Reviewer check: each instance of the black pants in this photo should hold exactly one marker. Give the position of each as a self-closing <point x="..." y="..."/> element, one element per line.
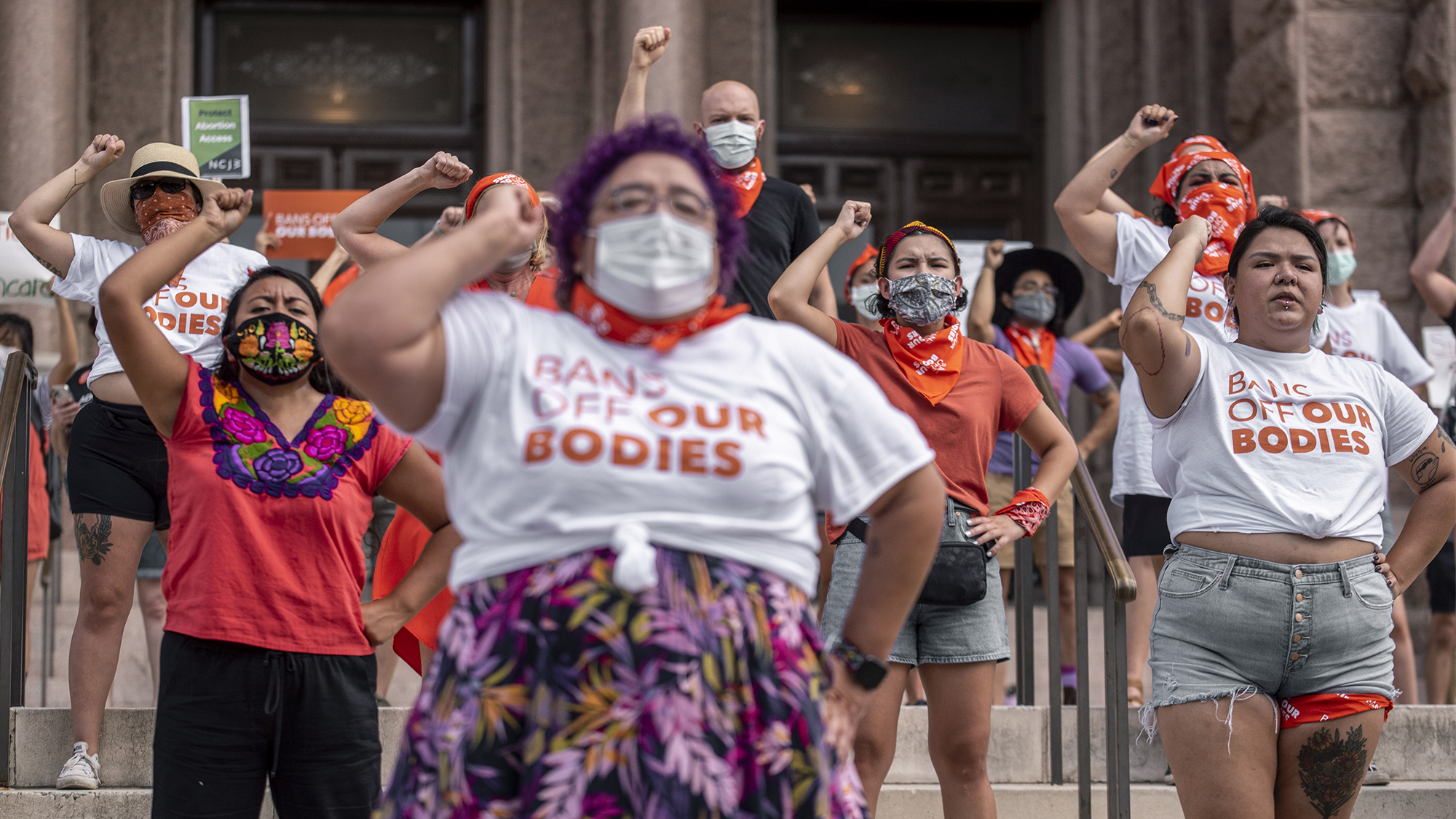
<point x="232" y="717"/>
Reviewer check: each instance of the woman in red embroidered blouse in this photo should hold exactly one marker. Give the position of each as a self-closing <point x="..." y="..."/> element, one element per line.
<point x="960" y="392"/>
<point x="267" y="662"/>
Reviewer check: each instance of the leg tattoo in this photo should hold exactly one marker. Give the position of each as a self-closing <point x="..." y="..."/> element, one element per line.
<point x="1332" y="769"/>
<point x="94" y="544"/>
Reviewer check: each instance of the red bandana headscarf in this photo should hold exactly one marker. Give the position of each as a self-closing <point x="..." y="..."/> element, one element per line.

• _WHAT YOU WILL DO_: I'd like the entries above repeated exactly, but without any of their pictures.

• _RESULT BELOW_:
Reviewer check: each instance of the black pants in this photo should hold exactly one marker. Give the position of each as a self-closing <point x="..." y="..."/> element, one element per line.
<point x="232" y="717"/>
Reviewer check: each instance of the woman in red embroidered blouse in this photo should hold exactly one marker. Give the position of each as a self-closing <point x="..." y="..."/> element, one element per line.
<point x="960" y="392"/>
<point x="267" y="662"/>
Reviewer check: each instance of the leg tattoo in this photo should hold exactly one marker. Give the position of each as a self-closing <point x="..." y="..."/> element, one element per line.
<point x="1332" y="769"/>
<point x="94" y="544"/>
Reviewer check: each instance of the red bandana headscarf in this photo should hold exactly one marker. Give the position of each as a self-closing <point x="..." y="..."/> element, one element per line.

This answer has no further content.